▸ Work task:
Ignoring the pictures, copy the data exactly.

═════ Supplied material ═════

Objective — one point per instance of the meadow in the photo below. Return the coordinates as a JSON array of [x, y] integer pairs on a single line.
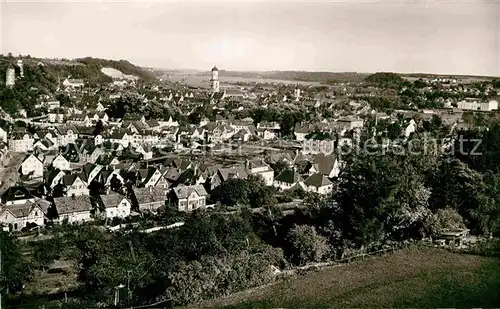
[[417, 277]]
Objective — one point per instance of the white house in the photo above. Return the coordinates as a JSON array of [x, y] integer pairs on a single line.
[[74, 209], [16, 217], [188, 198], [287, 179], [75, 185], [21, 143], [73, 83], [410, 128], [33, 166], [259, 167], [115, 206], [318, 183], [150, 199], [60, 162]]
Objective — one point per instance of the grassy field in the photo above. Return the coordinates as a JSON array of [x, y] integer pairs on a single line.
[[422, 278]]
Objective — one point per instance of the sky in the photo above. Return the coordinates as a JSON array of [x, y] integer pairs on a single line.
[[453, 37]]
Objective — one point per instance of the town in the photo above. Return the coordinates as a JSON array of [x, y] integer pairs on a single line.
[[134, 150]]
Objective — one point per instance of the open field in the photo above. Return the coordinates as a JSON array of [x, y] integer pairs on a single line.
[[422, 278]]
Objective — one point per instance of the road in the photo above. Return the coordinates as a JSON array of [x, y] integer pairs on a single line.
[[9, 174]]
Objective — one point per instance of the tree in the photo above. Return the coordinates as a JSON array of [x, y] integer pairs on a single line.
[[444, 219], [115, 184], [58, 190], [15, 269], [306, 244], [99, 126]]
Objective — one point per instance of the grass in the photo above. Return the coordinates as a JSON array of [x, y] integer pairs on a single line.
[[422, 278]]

═════

▸ Exercise answer:
Objective — one point per instance of the meadow in the photo below. Return the coordinates as a JSON array of [x, y] integer pairs on a single line.
[[417, 277]]
Objective — one point per instance of the white house in the photo above. Return the coordinates as a JSON array of [x, y] integer pairs on a single line.
[[74, 209], [16, 217], [188, 198], [287, 179], [75, 185], [21, 143], [73, 83], [410, 128], [33, 166], [259, 167], [115, 206], [318, 183], [150, 199], [60, 162]]
Objective — one point per instance of the grassy field in the photo above. Return the coordinates as a JSON array of [x, y] integer pairs on a single line.
[[422, 278]]
Objective — one point per instance of the sky in the photo above. Return the coordinates as a JSON array of [x, y] integer pairs on a single line.
[[453, 37]]
Objective — one point per instance of the town in the photo above. Return the coordinates as a JSON array of [x, y] integer pairs on a single line.
[[134, 150]]
Objective — one point per instance of the open field in the photo above. Return the coordinates as a JSON array of [x, y] integer pairs on a single line.
[[422, 278]]
Objective — one point per instance of the road in the photo above. Return the coordinates as a JSON array of [x, y] integer pairs on a single line.
[[9, 174]]
Objective — one point per instance of the tree in the photo above. Return the coordinates as a JSON array of [x, y] integer pairs on a single line.
[[444, 219], [115, 184], [58, 190], [15, 269], [306, 244], [99, 126]]
Objective — one point per instance of the grass in the photo above. Return the coordinates as a JSON array of [x, y] integer pairs on a single line.
[[422, 278]]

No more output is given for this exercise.